→ **TASK DETAILS**
Beginning with the first line, please return the entries exactly through the line that contains "Query: woman with blonde hair", and leave out all later lines.

[Opening EXTRACTED DATA section]

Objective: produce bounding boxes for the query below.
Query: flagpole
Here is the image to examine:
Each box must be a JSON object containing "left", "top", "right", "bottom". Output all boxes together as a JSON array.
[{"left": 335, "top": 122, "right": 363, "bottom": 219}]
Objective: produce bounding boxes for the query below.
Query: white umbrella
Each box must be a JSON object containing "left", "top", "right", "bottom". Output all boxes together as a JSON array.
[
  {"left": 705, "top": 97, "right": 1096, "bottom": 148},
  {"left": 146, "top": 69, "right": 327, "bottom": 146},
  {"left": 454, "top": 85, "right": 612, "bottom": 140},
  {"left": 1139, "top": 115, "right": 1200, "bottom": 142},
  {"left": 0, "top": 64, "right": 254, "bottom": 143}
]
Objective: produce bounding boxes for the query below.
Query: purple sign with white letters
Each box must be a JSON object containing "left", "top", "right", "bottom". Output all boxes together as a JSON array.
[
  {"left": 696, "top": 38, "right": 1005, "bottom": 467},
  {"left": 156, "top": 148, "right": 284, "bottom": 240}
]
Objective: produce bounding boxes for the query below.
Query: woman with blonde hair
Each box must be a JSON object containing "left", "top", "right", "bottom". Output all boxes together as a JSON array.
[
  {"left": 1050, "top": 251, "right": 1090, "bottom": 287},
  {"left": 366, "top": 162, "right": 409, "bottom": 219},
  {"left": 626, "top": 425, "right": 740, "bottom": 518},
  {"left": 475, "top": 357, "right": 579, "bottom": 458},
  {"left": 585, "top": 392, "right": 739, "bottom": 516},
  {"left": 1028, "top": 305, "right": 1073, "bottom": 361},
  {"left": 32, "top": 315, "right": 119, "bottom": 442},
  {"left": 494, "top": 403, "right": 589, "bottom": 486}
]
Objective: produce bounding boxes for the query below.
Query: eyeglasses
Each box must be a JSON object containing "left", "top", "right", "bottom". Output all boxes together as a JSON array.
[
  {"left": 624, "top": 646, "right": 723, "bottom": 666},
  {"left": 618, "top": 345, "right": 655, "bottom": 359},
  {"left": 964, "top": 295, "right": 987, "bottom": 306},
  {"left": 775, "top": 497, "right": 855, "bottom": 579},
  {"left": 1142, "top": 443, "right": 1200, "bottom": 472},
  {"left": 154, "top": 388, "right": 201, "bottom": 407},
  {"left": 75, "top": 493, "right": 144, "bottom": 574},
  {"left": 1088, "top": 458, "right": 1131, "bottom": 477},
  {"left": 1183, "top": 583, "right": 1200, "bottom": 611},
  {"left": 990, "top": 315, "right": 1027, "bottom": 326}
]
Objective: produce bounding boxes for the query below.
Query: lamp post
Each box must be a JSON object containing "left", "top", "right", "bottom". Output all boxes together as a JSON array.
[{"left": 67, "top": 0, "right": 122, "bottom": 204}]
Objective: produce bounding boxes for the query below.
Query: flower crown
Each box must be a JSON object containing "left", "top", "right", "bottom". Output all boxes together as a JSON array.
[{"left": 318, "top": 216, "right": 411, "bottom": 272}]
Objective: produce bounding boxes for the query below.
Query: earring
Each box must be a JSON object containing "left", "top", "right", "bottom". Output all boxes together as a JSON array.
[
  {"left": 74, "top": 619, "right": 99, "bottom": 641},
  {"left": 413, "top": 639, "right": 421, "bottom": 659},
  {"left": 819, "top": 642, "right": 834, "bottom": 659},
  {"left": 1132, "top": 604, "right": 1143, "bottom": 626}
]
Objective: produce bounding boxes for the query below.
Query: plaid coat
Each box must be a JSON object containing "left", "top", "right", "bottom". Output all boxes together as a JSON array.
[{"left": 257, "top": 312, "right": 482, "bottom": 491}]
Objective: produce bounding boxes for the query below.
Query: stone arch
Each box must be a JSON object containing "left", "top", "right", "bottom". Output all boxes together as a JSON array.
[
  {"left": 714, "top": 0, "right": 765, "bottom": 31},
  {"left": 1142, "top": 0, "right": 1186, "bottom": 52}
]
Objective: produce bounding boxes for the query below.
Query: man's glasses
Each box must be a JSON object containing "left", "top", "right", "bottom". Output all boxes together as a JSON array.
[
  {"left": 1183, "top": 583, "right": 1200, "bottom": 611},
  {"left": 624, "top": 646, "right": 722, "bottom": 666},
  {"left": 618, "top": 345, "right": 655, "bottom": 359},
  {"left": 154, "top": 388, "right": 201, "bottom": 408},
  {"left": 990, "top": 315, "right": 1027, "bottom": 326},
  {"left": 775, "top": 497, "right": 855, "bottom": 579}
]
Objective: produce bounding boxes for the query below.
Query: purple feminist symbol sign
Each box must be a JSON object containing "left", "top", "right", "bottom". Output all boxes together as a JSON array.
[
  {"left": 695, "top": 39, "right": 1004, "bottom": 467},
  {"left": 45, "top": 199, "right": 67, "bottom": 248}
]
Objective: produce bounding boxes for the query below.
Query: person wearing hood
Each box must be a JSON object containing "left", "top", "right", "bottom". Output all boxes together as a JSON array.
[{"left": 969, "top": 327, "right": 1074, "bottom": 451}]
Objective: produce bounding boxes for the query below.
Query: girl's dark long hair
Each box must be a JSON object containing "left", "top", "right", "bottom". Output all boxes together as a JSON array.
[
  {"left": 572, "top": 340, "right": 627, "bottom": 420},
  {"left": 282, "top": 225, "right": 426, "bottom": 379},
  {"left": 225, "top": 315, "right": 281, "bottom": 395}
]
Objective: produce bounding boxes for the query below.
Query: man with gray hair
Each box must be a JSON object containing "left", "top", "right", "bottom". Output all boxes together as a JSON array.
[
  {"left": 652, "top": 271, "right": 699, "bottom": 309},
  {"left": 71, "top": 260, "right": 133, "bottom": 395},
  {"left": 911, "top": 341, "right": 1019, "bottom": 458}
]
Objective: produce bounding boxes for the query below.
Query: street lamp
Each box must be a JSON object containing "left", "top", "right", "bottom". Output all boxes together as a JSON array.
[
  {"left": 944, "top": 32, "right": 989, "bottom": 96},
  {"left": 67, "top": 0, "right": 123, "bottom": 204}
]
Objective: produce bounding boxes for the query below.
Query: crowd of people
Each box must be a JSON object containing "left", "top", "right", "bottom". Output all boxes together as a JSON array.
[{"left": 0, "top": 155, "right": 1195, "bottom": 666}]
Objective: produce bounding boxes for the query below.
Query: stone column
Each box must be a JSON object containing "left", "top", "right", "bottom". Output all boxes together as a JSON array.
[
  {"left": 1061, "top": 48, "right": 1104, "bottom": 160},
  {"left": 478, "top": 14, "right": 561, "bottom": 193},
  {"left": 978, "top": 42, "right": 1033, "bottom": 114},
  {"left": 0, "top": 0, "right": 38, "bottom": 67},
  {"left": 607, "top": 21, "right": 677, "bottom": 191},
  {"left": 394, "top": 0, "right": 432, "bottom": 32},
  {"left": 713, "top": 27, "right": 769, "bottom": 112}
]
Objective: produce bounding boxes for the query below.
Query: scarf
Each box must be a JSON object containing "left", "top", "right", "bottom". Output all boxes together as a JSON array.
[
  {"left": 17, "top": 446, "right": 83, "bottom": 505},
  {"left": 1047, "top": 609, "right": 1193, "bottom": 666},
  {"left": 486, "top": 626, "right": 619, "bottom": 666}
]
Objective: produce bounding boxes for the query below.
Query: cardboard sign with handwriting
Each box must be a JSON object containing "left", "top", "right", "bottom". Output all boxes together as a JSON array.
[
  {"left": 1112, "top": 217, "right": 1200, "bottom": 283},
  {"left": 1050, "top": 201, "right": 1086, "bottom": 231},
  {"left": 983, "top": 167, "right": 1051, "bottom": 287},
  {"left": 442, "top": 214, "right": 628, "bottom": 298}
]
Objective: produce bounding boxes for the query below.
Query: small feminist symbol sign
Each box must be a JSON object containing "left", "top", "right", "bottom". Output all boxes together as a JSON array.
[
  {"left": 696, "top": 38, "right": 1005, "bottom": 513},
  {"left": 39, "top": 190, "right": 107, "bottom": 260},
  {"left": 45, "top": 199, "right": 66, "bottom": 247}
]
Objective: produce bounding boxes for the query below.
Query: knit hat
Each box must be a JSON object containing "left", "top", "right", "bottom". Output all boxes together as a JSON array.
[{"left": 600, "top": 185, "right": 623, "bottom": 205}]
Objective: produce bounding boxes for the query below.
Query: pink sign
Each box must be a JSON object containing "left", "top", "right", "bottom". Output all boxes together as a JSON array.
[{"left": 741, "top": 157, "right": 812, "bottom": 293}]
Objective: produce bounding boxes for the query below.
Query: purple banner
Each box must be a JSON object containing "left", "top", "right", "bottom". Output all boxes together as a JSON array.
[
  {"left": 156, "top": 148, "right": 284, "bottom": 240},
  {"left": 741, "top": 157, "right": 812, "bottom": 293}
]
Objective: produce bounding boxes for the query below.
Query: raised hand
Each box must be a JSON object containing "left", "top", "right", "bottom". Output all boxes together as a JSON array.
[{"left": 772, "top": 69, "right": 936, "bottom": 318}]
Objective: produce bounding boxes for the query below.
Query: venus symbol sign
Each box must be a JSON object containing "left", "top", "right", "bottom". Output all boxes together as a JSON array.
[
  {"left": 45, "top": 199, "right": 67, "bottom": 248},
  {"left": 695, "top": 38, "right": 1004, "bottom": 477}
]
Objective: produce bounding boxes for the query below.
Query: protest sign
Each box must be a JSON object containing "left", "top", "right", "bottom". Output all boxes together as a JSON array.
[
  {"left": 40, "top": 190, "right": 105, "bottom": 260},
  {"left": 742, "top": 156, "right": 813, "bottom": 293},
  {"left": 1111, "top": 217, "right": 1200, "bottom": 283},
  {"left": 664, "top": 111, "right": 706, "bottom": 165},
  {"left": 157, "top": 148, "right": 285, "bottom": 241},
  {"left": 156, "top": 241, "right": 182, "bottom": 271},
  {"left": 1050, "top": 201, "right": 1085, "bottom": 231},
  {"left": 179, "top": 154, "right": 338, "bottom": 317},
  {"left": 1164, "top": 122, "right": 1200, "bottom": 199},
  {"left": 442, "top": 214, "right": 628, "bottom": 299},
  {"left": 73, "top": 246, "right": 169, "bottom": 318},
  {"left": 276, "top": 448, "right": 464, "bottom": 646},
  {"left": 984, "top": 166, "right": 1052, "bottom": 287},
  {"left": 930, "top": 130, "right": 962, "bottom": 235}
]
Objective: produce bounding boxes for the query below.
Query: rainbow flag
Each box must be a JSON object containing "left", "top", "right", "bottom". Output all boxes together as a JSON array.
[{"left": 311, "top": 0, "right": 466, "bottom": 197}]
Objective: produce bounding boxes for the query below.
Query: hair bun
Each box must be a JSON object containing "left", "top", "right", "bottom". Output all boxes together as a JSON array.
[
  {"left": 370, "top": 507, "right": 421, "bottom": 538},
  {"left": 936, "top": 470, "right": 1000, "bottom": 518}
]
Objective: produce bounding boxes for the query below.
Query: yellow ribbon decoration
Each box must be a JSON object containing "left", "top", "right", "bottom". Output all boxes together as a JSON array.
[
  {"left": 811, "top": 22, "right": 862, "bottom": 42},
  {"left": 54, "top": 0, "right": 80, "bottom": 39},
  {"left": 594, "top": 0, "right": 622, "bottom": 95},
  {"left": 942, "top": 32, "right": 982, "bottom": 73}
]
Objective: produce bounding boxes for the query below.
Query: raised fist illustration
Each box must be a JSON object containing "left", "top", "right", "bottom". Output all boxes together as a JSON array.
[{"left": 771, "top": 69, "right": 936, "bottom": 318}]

[Closing EXTRACTED DATA section]

→ **RESPONSE TO THIS TASK**
Objective: produce bounding boxes for the query below.
Query: flagpole
Here is the image to examine:
Each box must be a JSON object containing "left", "top", "right", "bottom". Output all boxes together as a JSON array.
[{"left": 335, "top": 122, "right": 363, "bottom": 219}]
Objective: produce bounding boxes for the query below.
Query: white umbrella
Each box must be a JSON object containing "left", "top", "right", "bottom". Output all boxes together as a JSON array.
[
  {"left": 705, "top": 97, "right": 1096, "bottom": 148},
  {"left": 146, "top": 69, "right": 327, "bottom": 146},
  {"left": 454, "top": 85, "right": 612, "bottom": 140},
  {"left": 1139, "top": 115, "right": 1200, "bottom": 142},
  {"left": 0, "top": 64, "right": 254, "bottom": 143}
]
Objective: produce bounding boxes for the query below.
Query: purple sign with white letters
Each box must be a JSON object containing "left", "top", "right", "bottom". Output all boxes together as a JSON array.
[
  {"left": 696, "top": 38, "right": 1005, "bottom": 467},
  {"left": 156, "top": 148, "right": 284, "bottom": 240}
]
Objective: produce bounding boxes for the query below.
Query: woman with blonde hair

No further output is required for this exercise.